Black women get 61 cents for every dollar earned by their White male counterparts according to a 2019 report from the National Women’s Law Center, and what this says is that our society severely undervalues Black women. That may come as little surprise, but the persistent wage gap, disparaging tropes, and headlines about our chronic singleness signal to Black women that there isn’t enough love or money to go around. Many of us were raised on scarcity rhetoric, well-meaning people who encouraged us to take what we can get rather than expect — let alone ask — for our worth. The repercussions are undeniable.

Our reluctance to refuse results in being low-balled in the boardroom, and the bedroom. It signals to people that we don’t negotiate, and what is dating if not a complex negotiation to determine the terms of sex?

The truth is, our lives aren’t determined by what we want. Our lives are determined by what we allow. All of the people and experiences that we allow into our lives, over time, exert the most profound impact on our beliefs about who we are, and what we deserve. When we tolerate treatment that undermines our sense of emotional and physical wellbeing, when what we are allowing contradicts what we want, our self-esteem crumbles — compelling us to settle even more. It’s not until we audaciously reject toxic people and dead-end opportunities that we begin to create the energetic space for our desires to manifest.

> Data shown:
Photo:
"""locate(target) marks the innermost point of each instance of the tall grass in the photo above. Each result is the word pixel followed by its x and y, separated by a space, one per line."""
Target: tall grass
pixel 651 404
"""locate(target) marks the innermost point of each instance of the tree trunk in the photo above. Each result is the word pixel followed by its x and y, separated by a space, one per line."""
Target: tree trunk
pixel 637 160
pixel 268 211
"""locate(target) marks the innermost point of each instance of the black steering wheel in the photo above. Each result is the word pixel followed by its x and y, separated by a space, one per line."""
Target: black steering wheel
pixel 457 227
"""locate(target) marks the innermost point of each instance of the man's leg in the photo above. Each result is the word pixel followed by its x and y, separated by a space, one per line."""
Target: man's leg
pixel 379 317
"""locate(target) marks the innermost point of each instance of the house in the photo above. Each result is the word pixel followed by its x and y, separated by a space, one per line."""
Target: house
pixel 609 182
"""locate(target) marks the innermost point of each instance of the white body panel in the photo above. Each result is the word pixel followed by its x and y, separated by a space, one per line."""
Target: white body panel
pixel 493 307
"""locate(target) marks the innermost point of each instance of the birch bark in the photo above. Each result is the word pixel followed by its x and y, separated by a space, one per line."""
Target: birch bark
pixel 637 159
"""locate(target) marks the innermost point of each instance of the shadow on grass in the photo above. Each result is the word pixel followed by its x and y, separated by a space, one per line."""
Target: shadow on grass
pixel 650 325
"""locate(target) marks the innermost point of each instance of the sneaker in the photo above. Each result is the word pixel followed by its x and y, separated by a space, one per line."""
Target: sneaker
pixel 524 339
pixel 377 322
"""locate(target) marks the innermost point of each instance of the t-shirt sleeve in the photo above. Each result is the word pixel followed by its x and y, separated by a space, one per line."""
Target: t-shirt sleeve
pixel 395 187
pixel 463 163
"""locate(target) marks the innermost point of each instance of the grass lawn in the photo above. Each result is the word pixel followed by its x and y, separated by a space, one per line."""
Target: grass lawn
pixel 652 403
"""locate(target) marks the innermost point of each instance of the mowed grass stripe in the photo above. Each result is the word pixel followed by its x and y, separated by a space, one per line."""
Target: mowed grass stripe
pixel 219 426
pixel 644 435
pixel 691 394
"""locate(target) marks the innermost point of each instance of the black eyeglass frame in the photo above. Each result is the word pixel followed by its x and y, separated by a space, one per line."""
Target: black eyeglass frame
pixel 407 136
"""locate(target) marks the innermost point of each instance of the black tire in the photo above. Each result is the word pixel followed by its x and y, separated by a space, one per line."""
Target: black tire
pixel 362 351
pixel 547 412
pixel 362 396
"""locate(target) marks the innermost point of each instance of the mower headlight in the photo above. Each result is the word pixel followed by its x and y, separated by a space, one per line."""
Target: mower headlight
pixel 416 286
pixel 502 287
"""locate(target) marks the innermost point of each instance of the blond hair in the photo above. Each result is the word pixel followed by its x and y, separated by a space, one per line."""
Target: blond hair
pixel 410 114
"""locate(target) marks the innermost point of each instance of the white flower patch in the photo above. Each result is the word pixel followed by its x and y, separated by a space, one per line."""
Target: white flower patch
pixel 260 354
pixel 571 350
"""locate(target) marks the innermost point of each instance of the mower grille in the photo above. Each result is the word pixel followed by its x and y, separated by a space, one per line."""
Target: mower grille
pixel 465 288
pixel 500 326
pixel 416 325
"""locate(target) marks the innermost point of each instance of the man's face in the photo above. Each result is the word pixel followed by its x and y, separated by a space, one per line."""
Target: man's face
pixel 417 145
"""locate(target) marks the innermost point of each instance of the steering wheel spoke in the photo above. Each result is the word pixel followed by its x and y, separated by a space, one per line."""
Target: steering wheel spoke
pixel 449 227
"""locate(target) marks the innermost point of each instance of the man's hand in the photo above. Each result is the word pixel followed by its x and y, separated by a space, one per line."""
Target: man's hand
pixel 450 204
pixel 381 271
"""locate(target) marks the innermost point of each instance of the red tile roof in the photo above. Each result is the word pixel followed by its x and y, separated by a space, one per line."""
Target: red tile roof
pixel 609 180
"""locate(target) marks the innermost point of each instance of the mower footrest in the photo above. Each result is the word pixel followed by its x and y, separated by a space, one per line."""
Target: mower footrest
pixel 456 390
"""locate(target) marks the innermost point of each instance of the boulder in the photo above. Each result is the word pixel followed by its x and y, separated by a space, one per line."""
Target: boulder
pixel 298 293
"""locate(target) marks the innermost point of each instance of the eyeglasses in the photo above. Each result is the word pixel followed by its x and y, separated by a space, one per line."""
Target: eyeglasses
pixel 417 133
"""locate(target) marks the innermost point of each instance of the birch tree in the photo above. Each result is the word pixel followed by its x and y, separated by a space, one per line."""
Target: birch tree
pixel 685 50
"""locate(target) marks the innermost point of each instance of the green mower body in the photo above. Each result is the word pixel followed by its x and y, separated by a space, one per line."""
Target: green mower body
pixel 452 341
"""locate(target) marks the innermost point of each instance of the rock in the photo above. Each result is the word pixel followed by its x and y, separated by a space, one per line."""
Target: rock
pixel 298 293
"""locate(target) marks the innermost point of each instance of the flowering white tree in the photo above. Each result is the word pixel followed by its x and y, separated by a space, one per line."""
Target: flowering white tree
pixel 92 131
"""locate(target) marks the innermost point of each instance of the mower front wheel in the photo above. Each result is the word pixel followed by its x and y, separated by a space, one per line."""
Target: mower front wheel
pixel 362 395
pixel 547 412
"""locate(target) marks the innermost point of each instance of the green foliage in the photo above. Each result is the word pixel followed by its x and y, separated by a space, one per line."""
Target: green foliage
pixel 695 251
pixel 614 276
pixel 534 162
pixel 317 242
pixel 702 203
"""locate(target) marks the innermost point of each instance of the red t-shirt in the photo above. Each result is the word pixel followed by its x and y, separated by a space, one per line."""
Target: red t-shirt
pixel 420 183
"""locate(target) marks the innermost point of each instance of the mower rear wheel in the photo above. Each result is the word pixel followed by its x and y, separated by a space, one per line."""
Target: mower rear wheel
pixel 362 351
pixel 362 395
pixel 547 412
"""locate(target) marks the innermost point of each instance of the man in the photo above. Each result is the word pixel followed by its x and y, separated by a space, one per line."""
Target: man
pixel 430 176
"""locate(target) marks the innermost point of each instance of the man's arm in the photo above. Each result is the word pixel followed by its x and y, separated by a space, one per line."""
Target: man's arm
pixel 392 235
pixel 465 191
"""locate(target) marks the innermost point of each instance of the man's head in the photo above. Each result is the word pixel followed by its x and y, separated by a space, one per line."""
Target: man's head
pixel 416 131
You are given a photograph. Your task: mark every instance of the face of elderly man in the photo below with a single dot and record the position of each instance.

> Problem details: Name each thing that the passage about how society undervalues Black women says signals to Black women "that there isn't enough love or money to go around." Rely only on the passage about how society undervalues Black women, not on the records.

> Task result:
- the persistent wage gap
- disparaging tropes
- headlines about chronic singleness